_Exercise:_ Give back the line containing "Target: brown baseball glove" along with every line after it, exactly, until the entries end.

_Records shown:_

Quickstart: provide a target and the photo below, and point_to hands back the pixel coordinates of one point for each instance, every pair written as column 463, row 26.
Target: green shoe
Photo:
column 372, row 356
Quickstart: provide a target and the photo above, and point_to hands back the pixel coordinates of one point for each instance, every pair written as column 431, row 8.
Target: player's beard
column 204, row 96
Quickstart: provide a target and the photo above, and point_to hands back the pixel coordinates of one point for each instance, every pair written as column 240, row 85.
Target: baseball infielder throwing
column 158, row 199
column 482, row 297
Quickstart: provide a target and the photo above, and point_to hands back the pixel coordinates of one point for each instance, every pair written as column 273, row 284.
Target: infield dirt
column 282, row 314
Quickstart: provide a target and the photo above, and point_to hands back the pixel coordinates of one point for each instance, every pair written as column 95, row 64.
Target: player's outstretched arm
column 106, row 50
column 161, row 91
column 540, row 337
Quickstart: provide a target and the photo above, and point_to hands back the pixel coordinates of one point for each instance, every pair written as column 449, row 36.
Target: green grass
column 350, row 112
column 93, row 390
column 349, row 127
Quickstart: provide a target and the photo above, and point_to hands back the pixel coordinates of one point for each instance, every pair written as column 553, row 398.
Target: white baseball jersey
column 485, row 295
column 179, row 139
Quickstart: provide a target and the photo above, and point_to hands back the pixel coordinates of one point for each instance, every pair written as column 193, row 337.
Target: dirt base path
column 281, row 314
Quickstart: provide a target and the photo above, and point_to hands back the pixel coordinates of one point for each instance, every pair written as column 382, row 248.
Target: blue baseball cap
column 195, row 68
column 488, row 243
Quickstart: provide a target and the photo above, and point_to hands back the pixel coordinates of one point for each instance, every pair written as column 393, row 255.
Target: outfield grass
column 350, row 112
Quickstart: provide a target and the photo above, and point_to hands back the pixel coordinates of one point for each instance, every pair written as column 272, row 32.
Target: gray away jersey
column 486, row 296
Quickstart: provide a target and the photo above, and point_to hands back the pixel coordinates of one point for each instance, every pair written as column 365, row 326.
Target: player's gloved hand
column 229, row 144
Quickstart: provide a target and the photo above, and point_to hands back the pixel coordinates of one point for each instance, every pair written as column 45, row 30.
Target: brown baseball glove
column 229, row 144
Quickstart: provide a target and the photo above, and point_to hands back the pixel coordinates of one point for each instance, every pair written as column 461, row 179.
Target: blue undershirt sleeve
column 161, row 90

_Output for this exercise:_
Target: brown baseball glove
column 229, row 144
Quickstart: provide a target and the photo above, and point_to hands back the pixel coordinates of one point for each instance, every pair written as column 461, row 179.
Target: blue undershirt sleeve
column 161, row 90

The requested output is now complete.